> [Problema a resolver]: Informe, por favor, quantas das linhas abaixo contêm a palavra "rocky", diferenciando maiúsculas de minúsculas. Responda apenas com o número.

--

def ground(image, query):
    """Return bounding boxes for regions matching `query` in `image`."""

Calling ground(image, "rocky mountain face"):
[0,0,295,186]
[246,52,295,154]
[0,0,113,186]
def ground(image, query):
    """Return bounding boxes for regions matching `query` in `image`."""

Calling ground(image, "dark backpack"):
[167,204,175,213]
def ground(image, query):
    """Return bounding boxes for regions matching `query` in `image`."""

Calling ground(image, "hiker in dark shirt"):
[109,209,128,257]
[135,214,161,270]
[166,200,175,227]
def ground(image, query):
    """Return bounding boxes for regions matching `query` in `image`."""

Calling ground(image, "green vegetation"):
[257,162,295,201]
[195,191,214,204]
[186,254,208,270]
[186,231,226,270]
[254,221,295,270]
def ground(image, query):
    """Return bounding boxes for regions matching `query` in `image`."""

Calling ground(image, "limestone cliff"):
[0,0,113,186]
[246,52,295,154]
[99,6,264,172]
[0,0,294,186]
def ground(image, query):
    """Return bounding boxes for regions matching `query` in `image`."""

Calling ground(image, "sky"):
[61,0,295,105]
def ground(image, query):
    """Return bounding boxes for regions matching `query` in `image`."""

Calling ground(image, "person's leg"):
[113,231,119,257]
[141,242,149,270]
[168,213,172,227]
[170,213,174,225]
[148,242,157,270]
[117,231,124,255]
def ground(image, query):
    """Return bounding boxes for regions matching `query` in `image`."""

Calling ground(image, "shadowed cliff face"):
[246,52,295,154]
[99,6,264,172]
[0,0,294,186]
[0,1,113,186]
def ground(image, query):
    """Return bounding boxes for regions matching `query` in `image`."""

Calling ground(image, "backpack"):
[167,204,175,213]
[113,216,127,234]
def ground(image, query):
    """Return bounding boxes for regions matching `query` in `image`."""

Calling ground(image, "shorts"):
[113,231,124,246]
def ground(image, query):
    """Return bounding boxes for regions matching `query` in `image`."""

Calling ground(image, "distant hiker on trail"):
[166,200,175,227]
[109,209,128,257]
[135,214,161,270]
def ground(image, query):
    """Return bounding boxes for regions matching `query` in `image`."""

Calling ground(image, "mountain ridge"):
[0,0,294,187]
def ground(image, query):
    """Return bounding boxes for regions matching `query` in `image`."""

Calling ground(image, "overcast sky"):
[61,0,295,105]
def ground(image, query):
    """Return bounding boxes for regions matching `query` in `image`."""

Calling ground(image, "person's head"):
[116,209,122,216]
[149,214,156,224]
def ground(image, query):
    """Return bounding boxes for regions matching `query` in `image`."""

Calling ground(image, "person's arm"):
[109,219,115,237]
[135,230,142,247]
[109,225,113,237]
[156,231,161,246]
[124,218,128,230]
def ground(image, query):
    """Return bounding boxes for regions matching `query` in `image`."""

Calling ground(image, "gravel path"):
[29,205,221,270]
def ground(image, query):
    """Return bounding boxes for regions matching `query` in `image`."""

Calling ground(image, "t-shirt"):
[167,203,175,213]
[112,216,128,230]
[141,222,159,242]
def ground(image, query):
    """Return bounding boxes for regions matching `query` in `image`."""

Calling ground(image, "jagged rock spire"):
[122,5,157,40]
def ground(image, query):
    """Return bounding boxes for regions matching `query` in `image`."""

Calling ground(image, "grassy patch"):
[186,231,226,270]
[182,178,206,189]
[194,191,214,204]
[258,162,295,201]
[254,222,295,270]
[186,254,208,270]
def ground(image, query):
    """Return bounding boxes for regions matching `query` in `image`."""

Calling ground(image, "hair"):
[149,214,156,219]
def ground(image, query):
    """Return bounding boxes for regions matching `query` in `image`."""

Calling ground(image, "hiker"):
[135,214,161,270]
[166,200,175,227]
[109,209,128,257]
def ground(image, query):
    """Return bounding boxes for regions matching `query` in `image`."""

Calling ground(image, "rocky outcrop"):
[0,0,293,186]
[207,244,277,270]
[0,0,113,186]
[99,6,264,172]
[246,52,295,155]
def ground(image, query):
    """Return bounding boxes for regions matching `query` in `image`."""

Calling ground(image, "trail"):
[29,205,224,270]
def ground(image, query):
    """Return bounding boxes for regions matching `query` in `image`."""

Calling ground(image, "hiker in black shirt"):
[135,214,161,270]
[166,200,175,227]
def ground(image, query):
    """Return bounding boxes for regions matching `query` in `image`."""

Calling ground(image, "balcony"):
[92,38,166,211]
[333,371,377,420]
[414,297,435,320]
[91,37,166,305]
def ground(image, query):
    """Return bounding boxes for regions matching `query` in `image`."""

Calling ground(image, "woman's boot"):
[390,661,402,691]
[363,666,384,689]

--

> [Saída completa]: 2